**Exercices proposés**:
**1.** D'après l'extrait sur la visite des élus de Seine-Saint-Denis, quel établissement Stéphane Troussel et Magalie Thibault visitaient-ils mercredi ?
**2.** Recopiez sans rien changer le passage de l'extrait sur la visite des élus qui commence aux mots « Mercredi, Stéphane Troussel » et s'arrête après « manifestement le déplacement. ».

**Texte source**:
Mercredi, Stéphane Troussel (PS), le président du Conseil départemental de la Seine-Saint-Denis, et Magalie Thibault, la vice-présidente en charge des Solidarités et de la Santé, visitaient le « collège Albert-Camus » de Rosny-sous-Bois. Le but de cette opération de communication politique relayée par le Département dans une vidéo sur Twitter ? Simplement montrer qu’au sein de l’établissement scolaire des « toilettes rénovées et mixtes [avaient] été installées pour plus de propreté et de confort ».

Des toilettes d’un genre unique qui valent manifestement le déplacement.

Jeudi, Le Figaro publiait un article intitulé : « Assemblée : le plan des macronistes pour exclure le RN et LFI des postes clés ».

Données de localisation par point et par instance
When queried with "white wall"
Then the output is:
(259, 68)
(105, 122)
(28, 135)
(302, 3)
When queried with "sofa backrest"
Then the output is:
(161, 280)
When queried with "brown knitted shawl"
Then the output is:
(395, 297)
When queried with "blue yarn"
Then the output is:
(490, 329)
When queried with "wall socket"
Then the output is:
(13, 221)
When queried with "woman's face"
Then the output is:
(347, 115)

==

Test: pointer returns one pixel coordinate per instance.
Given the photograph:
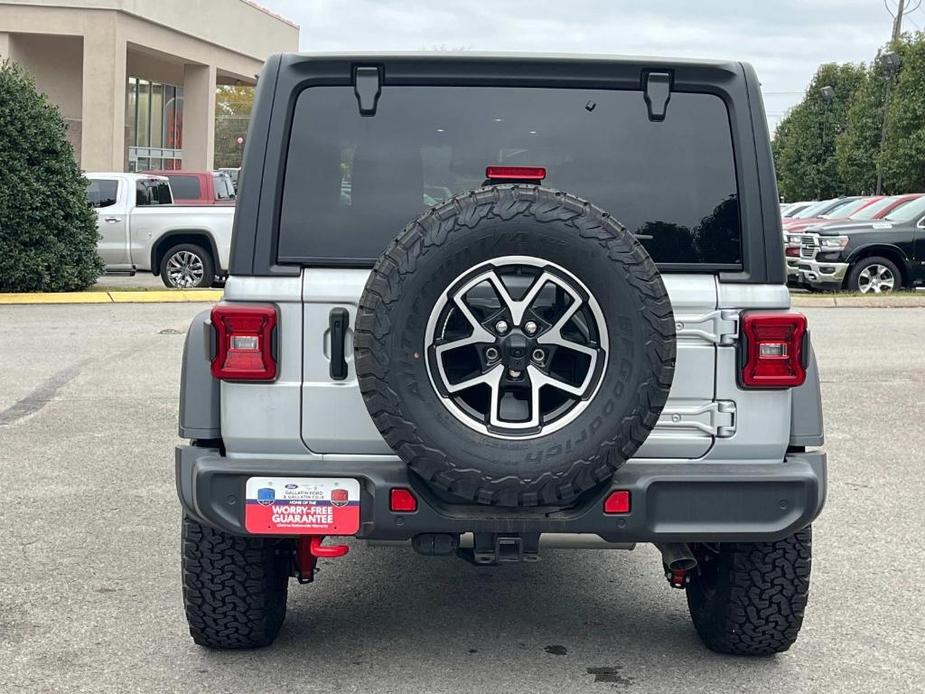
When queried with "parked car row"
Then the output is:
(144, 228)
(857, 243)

**Réponses par exercice**:
**1.** Ils visitaient le collège Albert-Camus de Rosny-sous-Bois.

**2.**
Mercredi, Stéphane Troussel (PS), le président du Conseil départemental de la Seine-Saint-Denis, et Magalie Thibault, la vice-présidente en charge des Solidarités et de la Santé, visitaient le « collège Albert-Camus » de Rosny-sous-Bois. Le but de cette opération de communication politique relayée par le Département dans une vidéo sur Twitter ? Simplement montrer qu’au sein de l’établissement scolaire des « toilettes rénovées et mixtes [avaient] été installées pour plus de propreté et de confort ».

Des toilettes d’un genre unique qui valent manifestement le déplacement.